**Task goal:**
Rewrite everything from the line containing "tall tree, placing one marker per instance" down to the end of the items, changing "marker" to "pin" and leaving all else unchanged.

**Provided entries:**
###
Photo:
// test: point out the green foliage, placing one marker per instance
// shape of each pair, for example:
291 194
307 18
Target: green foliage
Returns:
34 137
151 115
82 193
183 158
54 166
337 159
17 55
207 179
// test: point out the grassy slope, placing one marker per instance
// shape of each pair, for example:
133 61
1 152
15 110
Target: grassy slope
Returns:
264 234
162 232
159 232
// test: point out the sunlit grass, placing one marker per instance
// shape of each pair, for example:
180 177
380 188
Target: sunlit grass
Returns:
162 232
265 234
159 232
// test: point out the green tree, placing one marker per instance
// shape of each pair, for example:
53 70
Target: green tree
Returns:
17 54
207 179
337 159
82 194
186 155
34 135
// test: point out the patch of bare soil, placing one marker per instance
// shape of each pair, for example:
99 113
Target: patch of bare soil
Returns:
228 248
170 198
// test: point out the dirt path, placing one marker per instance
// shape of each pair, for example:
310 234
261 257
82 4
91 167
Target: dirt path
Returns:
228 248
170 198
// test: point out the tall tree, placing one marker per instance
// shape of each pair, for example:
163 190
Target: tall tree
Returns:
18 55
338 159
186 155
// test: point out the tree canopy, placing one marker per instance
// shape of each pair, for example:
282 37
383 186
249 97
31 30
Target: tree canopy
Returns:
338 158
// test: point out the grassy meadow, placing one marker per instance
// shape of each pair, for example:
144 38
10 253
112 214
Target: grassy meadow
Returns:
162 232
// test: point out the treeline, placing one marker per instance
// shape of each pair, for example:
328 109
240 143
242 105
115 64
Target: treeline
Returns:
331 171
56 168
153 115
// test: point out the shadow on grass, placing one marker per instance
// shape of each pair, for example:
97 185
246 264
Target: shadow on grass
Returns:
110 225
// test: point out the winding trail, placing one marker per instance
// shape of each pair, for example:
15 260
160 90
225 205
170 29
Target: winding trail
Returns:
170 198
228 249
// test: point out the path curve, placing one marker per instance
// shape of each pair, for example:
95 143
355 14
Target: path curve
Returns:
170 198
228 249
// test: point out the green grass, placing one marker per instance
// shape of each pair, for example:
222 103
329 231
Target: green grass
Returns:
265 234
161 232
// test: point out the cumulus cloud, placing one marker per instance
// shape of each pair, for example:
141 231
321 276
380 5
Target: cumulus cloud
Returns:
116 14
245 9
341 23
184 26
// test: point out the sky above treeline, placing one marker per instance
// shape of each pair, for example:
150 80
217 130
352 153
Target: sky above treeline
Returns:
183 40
###
**Problem solution:**
// test: point out the tall tree, placing one pin per instance
// shape of each pair, for example:
163 190
Target: tall tree
Returns:
18 55
338 159
186 155
// test: point out the tree canopy, placing one pin per instance
// shape of each pair, for example:
282 37
383 186
249 97
31 30
Target: tree canopy
Returns:
338 158
// test: point out the grassy meadow, placing one pin per instance
// shape of each pair, for example:
144 38
10 253
112 214
Target: grassy meadow
Returns:
162 232
// test: point out the treeline, placing one pin per instance
// shape of each pair, for example:
328 109
240 143
242 105
115 64
Target: treeline
Returns:
331 171
56 168
153 115
// test: point out the shadow on grass, placing one pin per instance
// shape of each pair, for example:
97 185
246 264
Target: shadow on grass
Returns:
110 225
// test: point out the winding trail, placing one pin per instance
// shape of each pair, for example:
15 260
160 90
225 205
170 29
Target: winding trail
Returns:
170 198
228 249
// test: point out the path curve, placing one pin per instance
// shape of each pair, for example:
95 143
355 14
Target: path curve
Returns:
170 198
228 249
// test: point out the green grass, placing one pin per instance
// shape of each pair, for example:
222 103
329 231
Target: green grass
Returns:
265 234
161 232
// test: point out the cumulus cloud, placing one pin per instance
// shape of each pair, for example:
141 231
321 276
380 5
Target: cumulus cloud
Returns:
116 14
245 9
341 23
184 26
// test: point out the sky above treeline, placing one pin per instance
// shape of each pair, for example:
150 80
217 130
352 153
Target: sky above treeline
Returns:
183 40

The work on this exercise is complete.